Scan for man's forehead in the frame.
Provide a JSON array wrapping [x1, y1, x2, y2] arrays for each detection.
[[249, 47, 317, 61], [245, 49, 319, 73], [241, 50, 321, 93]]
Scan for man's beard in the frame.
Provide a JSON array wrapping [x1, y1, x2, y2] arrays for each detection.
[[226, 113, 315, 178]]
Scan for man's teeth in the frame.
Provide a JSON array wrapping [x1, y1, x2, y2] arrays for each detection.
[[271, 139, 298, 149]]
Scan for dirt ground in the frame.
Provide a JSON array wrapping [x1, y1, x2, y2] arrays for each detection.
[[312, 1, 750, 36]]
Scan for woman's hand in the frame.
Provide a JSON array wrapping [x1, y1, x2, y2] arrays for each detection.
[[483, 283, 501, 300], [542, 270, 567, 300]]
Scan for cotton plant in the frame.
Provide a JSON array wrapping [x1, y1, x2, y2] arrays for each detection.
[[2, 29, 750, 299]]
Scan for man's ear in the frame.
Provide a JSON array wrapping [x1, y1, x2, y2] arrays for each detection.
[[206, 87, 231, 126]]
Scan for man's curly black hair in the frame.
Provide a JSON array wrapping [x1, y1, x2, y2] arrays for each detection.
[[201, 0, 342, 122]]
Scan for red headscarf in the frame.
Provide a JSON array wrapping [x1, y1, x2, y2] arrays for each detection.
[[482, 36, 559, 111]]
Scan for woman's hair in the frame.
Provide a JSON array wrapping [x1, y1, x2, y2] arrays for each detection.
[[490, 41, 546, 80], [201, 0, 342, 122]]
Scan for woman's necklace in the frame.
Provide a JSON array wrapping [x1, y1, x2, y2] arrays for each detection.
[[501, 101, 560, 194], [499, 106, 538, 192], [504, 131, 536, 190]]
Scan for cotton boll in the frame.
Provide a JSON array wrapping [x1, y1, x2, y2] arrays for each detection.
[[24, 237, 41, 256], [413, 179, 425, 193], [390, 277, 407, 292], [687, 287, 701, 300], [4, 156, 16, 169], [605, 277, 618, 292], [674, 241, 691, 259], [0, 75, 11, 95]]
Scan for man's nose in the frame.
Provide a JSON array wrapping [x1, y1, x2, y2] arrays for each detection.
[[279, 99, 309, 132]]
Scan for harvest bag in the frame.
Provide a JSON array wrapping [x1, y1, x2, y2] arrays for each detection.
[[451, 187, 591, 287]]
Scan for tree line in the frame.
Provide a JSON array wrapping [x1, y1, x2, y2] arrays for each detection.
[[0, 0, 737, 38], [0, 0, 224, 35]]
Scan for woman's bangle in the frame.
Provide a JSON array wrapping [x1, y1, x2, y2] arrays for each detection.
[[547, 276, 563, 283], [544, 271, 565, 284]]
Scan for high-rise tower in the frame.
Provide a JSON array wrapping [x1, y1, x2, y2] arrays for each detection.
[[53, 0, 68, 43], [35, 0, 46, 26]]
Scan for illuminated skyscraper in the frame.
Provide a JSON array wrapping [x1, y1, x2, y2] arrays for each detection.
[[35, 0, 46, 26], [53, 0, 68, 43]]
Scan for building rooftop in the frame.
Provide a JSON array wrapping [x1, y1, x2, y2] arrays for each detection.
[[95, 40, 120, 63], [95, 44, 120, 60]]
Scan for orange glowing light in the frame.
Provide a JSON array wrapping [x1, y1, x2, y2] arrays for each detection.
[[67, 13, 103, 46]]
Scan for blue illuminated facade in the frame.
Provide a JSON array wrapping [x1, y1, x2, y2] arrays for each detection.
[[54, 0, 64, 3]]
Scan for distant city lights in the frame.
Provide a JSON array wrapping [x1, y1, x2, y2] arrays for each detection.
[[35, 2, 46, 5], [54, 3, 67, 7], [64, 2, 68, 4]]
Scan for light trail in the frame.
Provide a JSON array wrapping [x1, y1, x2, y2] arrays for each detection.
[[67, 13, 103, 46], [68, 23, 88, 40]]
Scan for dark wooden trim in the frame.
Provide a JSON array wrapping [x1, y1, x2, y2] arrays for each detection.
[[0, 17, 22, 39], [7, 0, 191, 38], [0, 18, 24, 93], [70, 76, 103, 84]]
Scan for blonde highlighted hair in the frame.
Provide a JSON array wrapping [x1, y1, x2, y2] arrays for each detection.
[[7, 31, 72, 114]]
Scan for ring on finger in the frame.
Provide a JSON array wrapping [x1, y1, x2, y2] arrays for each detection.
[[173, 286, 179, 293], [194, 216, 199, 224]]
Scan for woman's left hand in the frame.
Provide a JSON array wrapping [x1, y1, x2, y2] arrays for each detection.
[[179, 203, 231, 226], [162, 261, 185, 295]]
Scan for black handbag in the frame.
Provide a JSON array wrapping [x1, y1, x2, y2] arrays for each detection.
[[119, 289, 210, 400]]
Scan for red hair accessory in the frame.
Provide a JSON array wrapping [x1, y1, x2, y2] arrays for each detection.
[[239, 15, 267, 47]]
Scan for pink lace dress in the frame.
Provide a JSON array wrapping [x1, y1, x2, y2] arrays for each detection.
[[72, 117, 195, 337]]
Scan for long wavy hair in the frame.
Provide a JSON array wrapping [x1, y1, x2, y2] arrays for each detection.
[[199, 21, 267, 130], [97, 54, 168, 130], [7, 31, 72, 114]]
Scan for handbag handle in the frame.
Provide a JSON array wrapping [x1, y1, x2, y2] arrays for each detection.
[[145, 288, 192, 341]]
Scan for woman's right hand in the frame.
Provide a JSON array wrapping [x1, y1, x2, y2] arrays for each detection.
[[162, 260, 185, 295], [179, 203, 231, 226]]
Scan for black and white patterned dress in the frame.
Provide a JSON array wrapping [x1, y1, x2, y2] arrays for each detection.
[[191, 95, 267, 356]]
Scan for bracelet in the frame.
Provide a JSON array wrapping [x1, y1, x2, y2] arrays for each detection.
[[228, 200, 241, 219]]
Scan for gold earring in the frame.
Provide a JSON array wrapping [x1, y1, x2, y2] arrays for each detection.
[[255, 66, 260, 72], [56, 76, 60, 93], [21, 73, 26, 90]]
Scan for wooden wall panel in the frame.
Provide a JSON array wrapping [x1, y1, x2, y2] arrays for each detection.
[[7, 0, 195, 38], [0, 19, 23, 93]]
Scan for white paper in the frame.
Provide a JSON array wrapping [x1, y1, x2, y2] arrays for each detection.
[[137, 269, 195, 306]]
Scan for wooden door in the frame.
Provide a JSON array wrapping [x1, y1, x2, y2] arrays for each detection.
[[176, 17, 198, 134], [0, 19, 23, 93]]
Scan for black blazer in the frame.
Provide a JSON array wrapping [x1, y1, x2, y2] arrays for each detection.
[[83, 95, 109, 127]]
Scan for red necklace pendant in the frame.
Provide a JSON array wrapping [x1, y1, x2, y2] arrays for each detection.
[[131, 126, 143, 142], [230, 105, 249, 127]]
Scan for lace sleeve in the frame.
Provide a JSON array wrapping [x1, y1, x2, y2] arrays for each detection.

=====

▸ AIM OF THE TASK
A verbatim transcription is needed of the lines above, starting at the line with "Scan for harvest bag in the frame." and ending at the line with "Scan for woman's left hand in the frame.", both included, and of nothing else.

▸ SOLUTION TO THIS TASK
Scan for harvest bag in the frame.
Provide a JSON array wrapping [x1, y1, x2, y2] arrays for each detection.
[[451, 187, 591, 287]]
Scan for tree line in the frame.
Provide a JSON array wrapping [x1, y1, x2, y2] arrays for each detection.
[[0, 0, 737, 38], [0, 0, 224, 35]]
Scan for woman's bangle in the frame.
Provide a JSON array wrapping [x1, y1, x2, y2] arrays for each detection.
[[547, 276, 563, 283], [544, 271, 565, 284]]
Scan for high-rise tower in the frame.
Provide a JSON array wrapping [x1, y1, x2, y2] arrays for each detection.
[[53, 0, 68, 43], [35, 0, 46, 26]]
Scan for illuminated skyscraper in the frame.
Provide a JSON array wrapping [x1, y1, x2, y2] arrays for each detection.
[[35, 0, 46, 26], [53, 0, 68, 43]]
Scan for building rooftop in the frame.
Provide a JSON array wrapping [x1, y1, x2, y2] arrays for each detection.
[[95, 40, 120, 63], [95, 44, 120, 60]]
Scan for orange glowing light in the frame.
Provide a JSON array wrapping [x1, y1, x2, y2] arrays for each detection.
[[67, 13, 103, 46]]
Scan for blue illuminated facade in the frame.
Provide a JSON array wrapping [x1, y1, x2, y2] arrays for each detection.
[[54, 0, 64, 3]]
Scan for distant city lights in the frame.
Provide a JSON array wrapping [x1, y1, x2, y2] arrays for each detection.
[[35, 2, 46, 5], [54, 3, 67, 7], [64, 2, 68, 4]]
Scan for light trail in the frame.
Provide a JSON array wrapping [x1, y1, x2, y2] arrays for each detection.
[[67, 13, 103, 46], [68, 23, 88, 40]]
Scan for dark wooden trim in the frame.
Provide a JSON array wrapping [x1, y1, x2, y2] arrays for each detection.
[[0, 17, 22, 39], [7, 0, 191, 38], [0, 18, 24, 93], [70, 76, 103, 84]]
Scan for blonde highlighted hair in the frame.
Provide a JSON array wrapping [x1, y1, x2, y2] arrays for each detection.
[[7, 31, 72, 114]]
Scan for ring on finger in the frame.
Provide a JSON array wrapping [x1, y1, x2, y2] arrays for each detection.
[[173, 286, 179, 293], [194, 216, 199, 224]]
Scan for woman's left hand in the frame.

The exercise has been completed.